→ **Data for review**:
============================================================

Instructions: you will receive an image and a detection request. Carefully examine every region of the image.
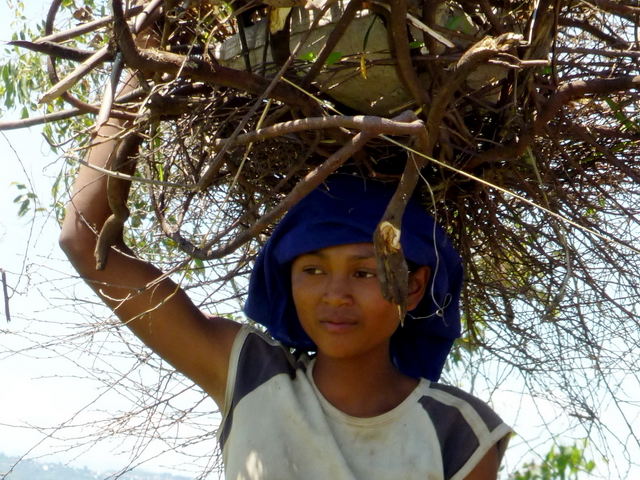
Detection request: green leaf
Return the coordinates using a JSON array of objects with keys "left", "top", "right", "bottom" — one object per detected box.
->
[
  {"left": 409, "top": 41, "right": 425, "bottom": 49},
  {"left": 362, "top": 15, "right": 380, "bottom": 51},
  {"left": 325, "top": 52, "right": 343, "bottom": 65},
  {"left": 18, "top": 199, "right": 30, "bottom": 217},
  {"left": 444, "top": 14, "right": 473, "bottom": 35},
  {"left": 299, "top": 51, "right": 317, "bottom": 62},
  {"left": 604, "top": 96, "right": 638, "bottom": 132}
]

============================================================

→ **Your assignment**: Excluding all pictures, reproduce the records exactly as they appear above.

→ **Output for this task**:
Instructions: you will receive an image and a detection request. Carefully examine every region of the image.
Detection request: green leaf
Return the coordinates using a JSON array of objects with keys "left", "top", "right", "bottom" — one object per detected box.
->
[
  {"left": 409, "top": 41, "right": 425, "bottom": 49},
  {"left": 362, "top": 15, "right": 380, "bottom": 51},
  {"left": 325, "top": 52, "right": 343, "bottom": 65},
  {"left": 18, "top": 199, "right": 30, "bottom": 217},
  {"left": 444, "top": 14, "right": 473, "bottom": 35},
  {"left": 299, "top": 51, "right": 317, "bottom": 62},
  {"left": 604, "top": 96, "right": 638, "bottom": 132}
]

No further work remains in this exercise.